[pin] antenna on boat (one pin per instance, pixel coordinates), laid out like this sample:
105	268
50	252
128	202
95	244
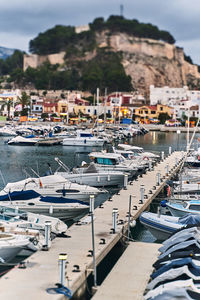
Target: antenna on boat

*-*-*

**Exercise instructions**
Print out the material verbatim, skipping pictures.

**Written answer**
[pin] antenna on boat (one pin per instance, pixel coordinates), laid out like this sample:
105	268
50	252
128	202
95	244
Target: antenna on boat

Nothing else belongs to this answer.